Excerpt provided:
This is still a fairly large proposal and covers a number of items that we currently know have use-cases both in and outside the framework.
These, for the most part, are "intrinsic" operations that most (modern) platforms support as a single operation or can be sufficiently accelerated.
These do not have to worry about any special semantics, such as whether it is big/little endian or how it operates on larger data inputs

Thanks @tannergooding , that gives me relief. The surface has been growing and I was not sure how to scope it back down. I will trim the spec.
[Edit] Done

For posterity, here's the trimmed-out spec that we can maybe submit it in a later proposal.
Note that Evaluate (Edit: now called If) is used internally, so it's useful to expose for external use too.

public static partial class BitOps // .Span and sundry
{
    /// <summary>
    /// Count the number of leading one bits in a mask.
    /// </summary>
    /// <param name="value">The mask.</param>
    byte LeadingOnes(byte value);
        // For brevity, ushort|uint|ulong overloads not shown

    /// <summary>
    /// Count the number of trailing one bits in a mask.
    /// </summary>
    /// <param name="value">The mask.</param>
    byte TrailingOnes(byte value);
        // For brevity, ushort|uint|ulong overloads not shown

    /// <summary>
    /// Converts a bool to an integer value, without branching.
    /// Returns <paramref name="trueValue"/> if True, else returns <paramref name="falseValue"/>.

Goal 1:
Decide whether each statement below agrees with the BitOps thread. Answer yes or no, and quote the words from the thread that settle it. (a) The trimmed-out spec is kept so that it might go into a later proposal. (b) The operations in the proposal have to deal with big/little endian semantics. (c) Evaluate is not used internally.
Goal 2:
Write the next part of the BitOps thread, picking up right after its final line.

Source excerpt:

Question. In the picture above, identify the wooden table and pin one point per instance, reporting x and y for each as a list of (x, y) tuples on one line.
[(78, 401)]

Task result 1:
(a) Yes: "here's the trimmed-out spec that we can maybe submit it in a later proposal."
(b) No: "These do not have to worry about any special semantics, such as whether it is big/little endian or how it operates on larger data inputs"
(c) No: "Note that Evaluate (Edit: now called If) is used internally"

Task result 2:
    /// </summary>
    /// <param name="condition">The value to convert.</param>
    /// <param name="trueValue">The value to return if True.</param>
    /// <param name="falseValue">The value to return if False.</param>
    uint Iff(bool condition, uint trueValue, uint falseValue);
    uint Iff(bool condition, uint trueValue);
        // For brevity, int|long|ulong overloads not shown
        // byte and ushort overloads are redundant
        // Benchmark: 0.64 cost of idiomatic bool expression (condition ? 1 : 0)
    byte AsByte(bool condition); // Normalized (see notes). Naming TBD
    byte AsByte(ref bool condition);

    /// <summary>
    /// Returns 1 if <paramref name="value"/> is non-zero, else returns 0.
    /// Does not incur branching.
    /// Logically equivalent to CMOVNZ.
    /// </summary>
    /// <param name="value">The value to inspect.</param>
    public static byte Any(ushort value);
        // For brevity, short|int|uint|long|ulong overloads not shown

    /// <summary>
    /// Returns 1 if <paramref name="value"/> is zero, else returns 0.
    /// Does not incur branching.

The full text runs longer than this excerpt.